# [EXERCISE OBJECTIVE]
Copy the following lines exactly as they appear, leaving out the pictures.

===== STORED ROWS

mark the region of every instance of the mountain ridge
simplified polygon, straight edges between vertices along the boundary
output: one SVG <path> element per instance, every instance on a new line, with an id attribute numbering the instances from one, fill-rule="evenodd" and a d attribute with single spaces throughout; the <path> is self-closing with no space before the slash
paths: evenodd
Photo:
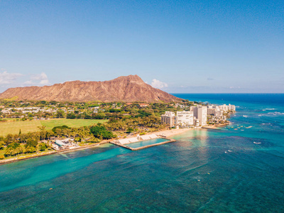
<path id="1" fill-rule="evenodd" d="M 0 94 L 0 99 L 18 97 L 17 100 L 58 102 L 170 102 L 181 101 L 172 94 L 145 83 L 138 76 L 120 76 L 107 81 L 80 80 L 51 86 L 9 88 Z"/>

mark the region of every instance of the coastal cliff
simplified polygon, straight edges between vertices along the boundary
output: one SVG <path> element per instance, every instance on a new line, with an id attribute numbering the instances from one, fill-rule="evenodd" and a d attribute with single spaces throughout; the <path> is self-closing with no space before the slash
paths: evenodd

==========

# [TASK SOLUTION]
mark the region of every instance of the mountain ridge
simplified polygon, straight edges between vertices along the boundary
output: one SVG <path> element per instance, every instance on a new line, with an id attribute numbering the instances from one, fill-rule="evenodd" and a d attribute with single spaces throughout; the <path> is self-closing with no space before the slash
paths: evenodd
Photo:
<path id="1" fill-rule="evenodd" d="M 0 94 L 0 99 L 18 97 L 17 100 L 58 102 L 170 102 L 181 101 L 172 94 L 145 83 L 138 76 L 120 76 L 107 81 L 80 80 L 51 86 L 9 88 Z"/>

mark the region of every instance of the coastal cliff
simplified polygon, straight edges between vertices along the boundary
output: one SVG <path> element per instance, every instance on a new line, with an id attribute numbering the instances from one, fill-rule="evenodd" and a d attribute with single spaces throughout; the <path> is self-closing with no space before the slash
paths: evenodd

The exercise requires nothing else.